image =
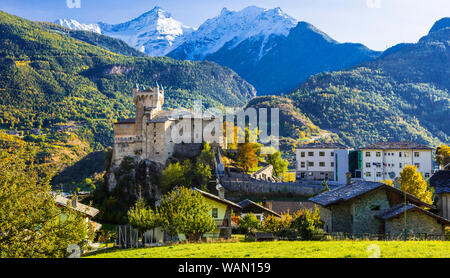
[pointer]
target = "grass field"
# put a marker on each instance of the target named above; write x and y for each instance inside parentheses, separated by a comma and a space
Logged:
(290, 249)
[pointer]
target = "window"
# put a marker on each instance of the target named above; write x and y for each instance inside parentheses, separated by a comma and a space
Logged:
(374, 207)
(215, 213)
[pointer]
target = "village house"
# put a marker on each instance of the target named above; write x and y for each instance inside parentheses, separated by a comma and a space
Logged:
(156, 135)
(87, 211)
(221, 211)
(386, 160)
(322, 161)
(441, 183)
(376, 208)
(261, 212)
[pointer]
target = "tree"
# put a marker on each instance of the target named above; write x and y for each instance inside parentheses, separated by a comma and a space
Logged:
(31, 224)
(185, 211)
(142, 217)
(412, 182)
(279, 164)
(247, 157)
(443, 155)
(249, 224)
(387, 182)
(307, 223)
(173, 175)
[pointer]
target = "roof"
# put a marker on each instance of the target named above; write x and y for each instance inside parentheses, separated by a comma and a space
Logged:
(282, 207)
(400, 209)
(218, 199)
(348, 192)
(63, 201)
(248, 203)
(441, 181)
(323, 146)
(396, 146)
(126, 121)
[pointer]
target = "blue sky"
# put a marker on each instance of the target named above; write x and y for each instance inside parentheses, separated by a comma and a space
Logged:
(376, 23)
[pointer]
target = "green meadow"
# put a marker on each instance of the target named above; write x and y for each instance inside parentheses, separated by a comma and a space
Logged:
(289, 249)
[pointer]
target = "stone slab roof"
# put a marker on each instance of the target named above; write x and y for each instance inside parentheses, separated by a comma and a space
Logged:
(323, 146)
(441, 181)
(400, 209)
(249, 203)
(63, 201)
(292, 207)
(396, 146)
(356, 189)
(218, 199)
(126, 121)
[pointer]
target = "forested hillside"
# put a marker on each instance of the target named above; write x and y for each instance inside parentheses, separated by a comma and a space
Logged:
(404, 95)
(48, 77)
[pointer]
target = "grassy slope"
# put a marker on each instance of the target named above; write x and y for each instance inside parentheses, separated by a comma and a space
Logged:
(287, 249)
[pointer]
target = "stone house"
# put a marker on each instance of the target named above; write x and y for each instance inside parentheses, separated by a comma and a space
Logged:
(441, 183)
(376, 208)
(155, 134)
(261, 212)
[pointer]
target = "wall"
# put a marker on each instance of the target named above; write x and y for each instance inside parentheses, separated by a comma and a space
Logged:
(416, 222)
(393, 160)
(444, 205)
(364, 220)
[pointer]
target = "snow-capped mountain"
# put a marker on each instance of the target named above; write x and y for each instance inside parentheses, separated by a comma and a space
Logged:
(230, 28)
(75, 25)
(155, 32)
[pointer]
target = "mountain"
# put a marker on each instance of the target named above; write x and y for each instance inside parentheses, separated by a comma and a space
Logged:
(155, 32)
(75, 25)
(48, 78)
(229, 29)
(403, 95)
(269, 49)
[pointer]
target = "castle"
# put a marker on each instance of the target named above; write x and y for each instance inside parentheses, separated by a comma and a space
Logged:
(156, 135)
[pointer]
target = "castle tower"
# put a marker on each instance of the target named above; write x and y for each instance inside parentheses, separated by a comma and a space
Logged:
(148, 103)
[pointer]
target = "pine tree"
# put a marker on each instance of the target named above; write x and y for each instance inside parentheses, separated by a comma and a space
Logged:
(412, 182)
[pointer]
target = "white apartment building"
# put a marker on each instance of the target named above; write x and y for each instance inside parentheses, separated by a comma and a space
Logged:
(322, 161)
(386, 160)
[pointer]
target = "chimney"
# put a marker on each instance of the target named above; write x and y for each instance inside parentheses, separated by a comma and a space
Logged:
(75, 201)
(349, 178)
(221, 191)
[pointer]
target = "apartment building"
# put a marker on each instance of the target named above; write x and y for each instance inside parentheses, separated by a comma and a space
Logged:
(322, 161)
(386, 160)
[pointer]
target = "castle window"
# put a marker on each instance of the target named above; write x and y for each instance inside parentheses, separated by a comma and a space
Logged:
(215, 213)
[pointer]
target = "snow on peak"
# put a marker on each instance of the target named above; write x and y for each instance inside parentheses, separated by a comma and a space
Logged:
(75, 25)
(233, 27)
(155, 32)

*WHAT TO WORK ON*
Each line of the entries above that contains "snow" must be copied into the answer.

*TASK ANSWER*
target = "snow-capped mountain"
target = "snow on peak"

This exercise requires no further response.